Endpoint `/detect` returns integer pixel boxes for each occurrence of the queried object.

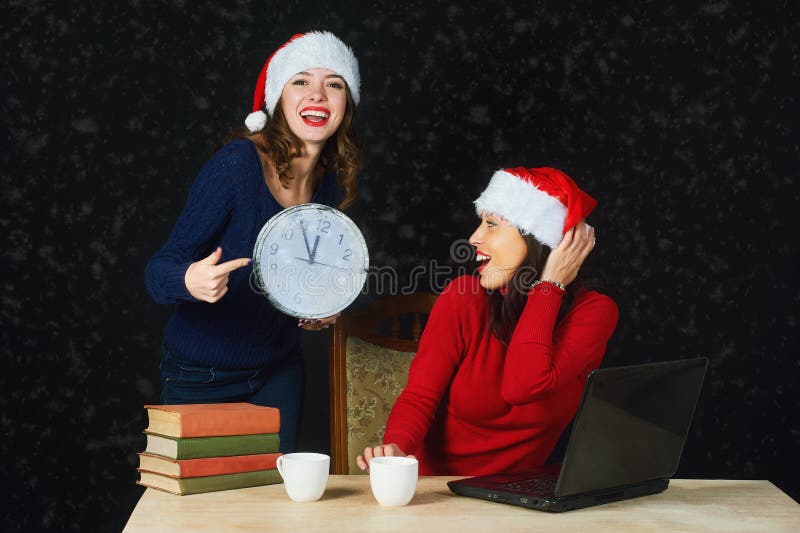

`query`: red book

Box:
[134,453,281,479]
[145,402,281,438]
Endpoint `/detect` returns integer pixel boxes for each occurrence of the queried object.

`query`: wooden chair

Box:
[330,292,436,474]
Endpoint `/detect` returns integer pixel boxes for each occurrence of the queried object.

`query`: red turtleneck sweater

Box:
[383,276,618,475]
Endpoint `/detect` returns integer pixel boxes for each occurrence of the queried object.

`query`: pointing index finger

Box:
[217,257,251,276]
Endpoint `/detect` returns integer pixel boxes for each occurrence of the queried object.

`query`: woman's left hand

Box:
[539,221,595,287]
[297,313,341,331]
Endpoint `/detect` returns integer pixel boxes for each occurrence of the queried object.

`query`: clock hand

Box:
[300,220,319,264]
[306,235,319,263]
[295,257,342,269]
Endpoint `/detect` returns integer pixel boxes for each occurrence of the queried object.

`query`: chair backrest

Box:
[330,292,436,474]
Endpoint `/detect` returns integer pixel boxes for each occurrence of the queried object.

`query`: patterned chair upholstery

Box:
[330,293,436,474]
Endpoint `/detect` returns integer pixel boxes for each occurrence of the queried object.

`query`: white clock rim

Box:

══════

AIM:
Find every line in the material that contains the string "hand" (matching is case-sensitive), and copy each such line in full.

TASK SOLUTION:
`query`: woman's left hand
`query`: clock hand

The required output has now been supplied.